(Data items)

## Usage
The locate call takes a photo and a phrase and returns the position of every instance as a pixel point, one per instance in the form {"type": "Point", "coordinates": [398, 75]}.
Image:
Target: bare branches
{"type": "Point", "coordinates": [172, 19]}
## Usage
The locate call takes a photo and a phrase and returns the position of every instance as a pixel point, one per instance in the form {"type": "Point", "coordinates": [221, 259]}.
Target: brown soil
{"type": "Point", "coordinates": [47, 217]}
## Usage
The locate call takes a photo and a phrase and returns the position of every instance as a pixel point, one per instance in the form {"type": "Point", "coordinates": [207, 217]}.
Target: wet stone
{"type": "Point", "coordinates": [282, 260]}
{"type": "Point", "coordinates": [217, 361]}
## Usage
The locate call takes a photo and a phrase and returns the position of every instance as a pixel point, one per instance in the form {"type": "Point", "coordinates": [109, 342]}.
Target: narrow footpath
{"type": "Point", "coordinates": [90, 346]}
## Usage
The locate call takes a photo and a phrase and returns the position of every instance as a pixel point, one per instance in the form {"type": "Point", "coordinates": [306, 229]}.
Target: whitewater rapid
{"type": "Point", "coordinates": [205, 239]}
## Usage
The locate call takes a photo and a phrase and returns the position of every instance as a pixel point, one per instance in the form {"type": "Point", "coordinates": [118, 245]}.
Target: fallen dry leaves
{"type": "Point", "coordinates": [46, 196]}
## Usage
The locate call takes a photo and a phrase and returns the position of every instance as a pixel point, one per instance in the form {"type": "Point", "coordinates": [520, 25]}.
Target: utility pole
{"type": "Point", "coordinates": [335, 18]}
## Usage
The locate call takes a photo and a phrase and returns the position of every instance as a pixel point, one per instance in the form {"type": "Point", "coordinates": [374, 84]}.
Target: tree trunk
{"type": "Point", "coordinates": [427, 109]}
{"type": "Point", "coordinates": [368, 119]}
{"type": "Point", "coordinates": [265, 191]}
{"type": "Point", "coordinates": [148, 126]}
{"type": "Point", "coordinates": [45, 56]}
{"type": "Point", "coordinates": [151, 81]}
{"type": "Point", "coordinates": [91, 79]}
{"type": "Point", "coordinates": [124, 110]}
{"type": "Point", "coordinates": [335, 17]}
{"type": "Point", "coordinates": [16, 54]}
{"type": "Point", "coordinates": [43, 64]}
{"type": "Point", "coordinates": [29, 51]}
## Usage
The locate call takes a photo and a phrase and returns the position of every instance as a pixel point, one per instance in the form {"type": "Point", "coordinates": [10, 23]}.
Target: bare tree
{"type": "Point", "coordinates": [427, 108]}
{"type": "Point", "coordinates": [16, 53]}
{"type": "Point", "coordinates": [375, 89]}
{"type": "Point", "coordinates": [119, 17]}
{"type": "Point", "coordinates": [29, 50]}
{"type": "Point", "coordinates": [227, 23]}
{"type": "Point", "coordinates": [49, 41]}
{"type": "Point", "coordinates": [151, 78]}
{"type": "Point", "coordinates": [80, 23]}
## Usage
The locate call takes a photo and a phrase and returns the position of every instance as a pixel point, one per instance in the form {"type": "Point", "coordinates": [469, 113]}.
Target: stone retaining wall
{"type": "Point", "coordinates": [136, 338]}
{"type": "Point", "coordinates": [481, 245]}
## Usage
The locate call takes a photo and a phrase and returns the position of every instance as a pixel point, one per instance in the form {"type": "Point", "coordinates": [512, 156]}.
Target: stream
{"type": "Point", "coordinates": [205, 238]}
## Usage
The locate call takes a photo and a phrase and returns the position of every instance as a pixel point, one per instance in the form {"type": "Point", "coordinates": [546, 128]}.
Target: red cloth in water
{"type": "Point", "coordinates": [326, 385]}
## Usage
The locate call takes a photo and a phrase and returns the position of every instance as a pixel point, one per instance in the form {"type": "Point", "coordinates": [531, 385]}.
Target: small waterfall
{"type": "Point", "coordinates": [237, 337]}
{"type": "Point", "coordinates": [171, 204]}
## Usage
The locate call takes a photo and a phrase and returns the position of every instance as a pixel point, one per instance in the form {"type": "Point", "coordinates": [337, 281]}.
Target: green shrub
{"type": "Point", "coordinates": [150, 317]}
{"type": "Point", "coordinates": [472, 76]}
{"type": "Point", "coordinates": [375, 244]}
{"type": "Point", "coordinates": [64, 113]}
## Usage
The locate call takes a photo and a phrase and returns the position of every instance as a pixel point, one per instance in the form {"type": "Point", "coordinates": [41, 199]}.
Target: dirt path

:: EXERCISE DIRECTIONS ::
Pick out each line of the records that contains the word "stone", and copy those lines.

:: RESULT OF THIS TASK ::
Target: wet stone
Target: stone retaining wall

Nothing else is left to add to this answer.